● Text for analysis:
──────────

By Monica Heger
Despite considerable advances in whole-genome sequencing in recent years, key information is still missing from all of the genomes sequenced with next-generation sequencing technology — haplotype information.
Now, separate papers published this week in Nature Biotechnology detail two different ways to haplotype whole genomes. In one paper, a group from the University of Washington combined next-gen sequencing with large insert cloning to achieve a sequenced genome with haplotype information. In the second paper, a group from Stanford University used microfluidics technology in combination with genotyping to obtain haplotype information at the single-cell level. While the two methods are different, they could be complementary to each other, said Jay Shendure, who led the University of Washington team.
“The two papers show different techniques that are available to use for research immediately,” Rade Drmanac, Complete Genomics’ chief scientific officer, told In Sequence. Drmanac, who is also developing a haplotyping method at Complete Genomics, was not affiliated with either study published this week.
As of now, the only two genomes that have been completely haplotyped are the reference human genome and Craig Venter’s genome, both of which relied on Sanger sequencing and clone mapping to resolve the haplotypes — a labor-intensive and costly process.
While the newer sequencing technologies have allowed for exponential cost reductions and much higher throughput, the shorter reads are not amenable to obtaining haplotype information, which will be critical in the fields of personalized medicine and population genetics.

──────────

● Supplied entries:
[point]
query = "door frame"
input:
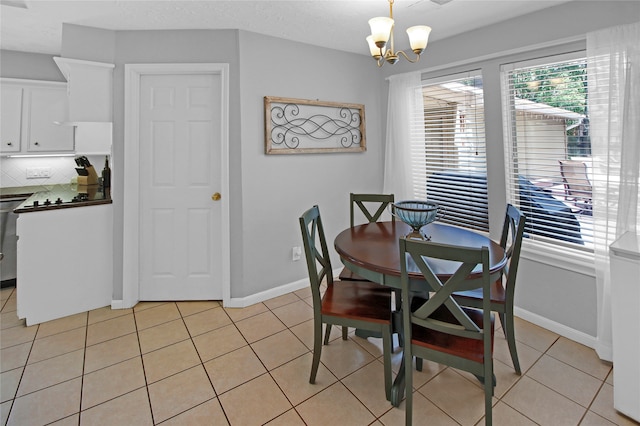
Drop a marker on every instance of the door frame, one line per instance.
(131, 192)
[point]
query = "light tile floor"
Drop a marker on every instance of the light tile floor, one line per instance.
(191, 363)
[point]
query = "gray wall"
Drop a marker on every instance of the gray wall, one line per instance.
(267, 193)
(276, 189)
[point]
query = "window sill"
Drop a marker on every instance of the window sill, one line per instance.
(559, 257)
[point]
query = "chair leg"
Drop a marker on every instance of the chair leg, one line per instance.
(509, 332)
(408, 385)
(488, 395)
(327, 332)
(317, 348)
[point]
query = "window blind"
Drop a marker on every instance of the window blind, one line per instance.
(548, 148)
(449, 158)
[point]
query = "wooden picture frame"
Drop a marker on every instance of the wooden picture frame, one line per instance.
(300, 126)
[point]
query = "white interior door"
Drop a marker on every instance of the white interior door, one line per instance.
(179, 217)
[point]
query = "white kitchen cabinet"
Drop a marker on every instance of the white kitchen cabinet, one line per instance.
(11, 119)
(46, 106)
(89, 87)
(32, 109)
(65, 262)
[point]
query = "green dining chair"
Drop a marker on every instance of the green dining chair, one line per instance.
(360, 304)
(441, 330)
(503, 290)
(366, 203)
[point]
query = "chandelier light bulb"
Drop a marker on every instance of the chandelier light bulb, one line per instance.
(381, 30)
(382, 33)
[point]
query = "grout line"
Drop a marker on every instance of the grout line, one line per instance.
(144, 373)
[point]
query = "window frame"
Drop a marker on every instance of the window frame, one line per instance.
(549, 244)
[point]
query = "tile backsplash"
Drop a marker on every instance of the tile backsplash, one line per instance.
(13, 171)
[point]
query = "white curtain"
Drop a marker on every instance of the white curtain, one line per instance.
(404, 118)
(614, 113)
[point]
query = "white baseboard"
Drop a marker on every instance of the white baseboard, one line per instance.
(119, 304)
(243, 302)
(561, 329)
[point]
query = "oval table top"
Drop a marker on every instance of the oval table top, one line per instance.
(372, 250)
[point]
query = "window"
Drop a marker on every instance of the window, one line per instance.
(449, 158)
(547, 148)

──────────

Carry on the article about haplotyping whole genomes, picking up right after its last sentence. The records have nothing to do with what comes next.

“For personal genome sequencing and diagnostics, [haplotyping] is really going to be critical,” particularly when genomes are sequenced early in life with the goal of predicting disease risk, Drmanac said. Without haplotype information, “reported genomes are a just consensus of the two parental genomes,” making disease risk prediction difficult.
Old School Meets New School
In the University of Washington paper, the team combined “old school genomics with new school genomics,” said Shendure.
First, they made a fosmid library from DNA from a HapMap individual of Indian descent, with inserts of about 37 kilobase pairs. They then split the library into more than 100 different pools, so that the odds of both alleles being contained in one pool were very low. Then, after barcoding the pools, the team shotgun-sequenced the libraries on the Illumina Genome Analyzer to a mean depth of 2.4-fold per haploid clone. Next, before phasing, the team used whole-genome resequencing to search for variants. They used the Illumina HiSeq 2000 with 50 base paired-end reads and sequenced the genome to 15-fold coverage.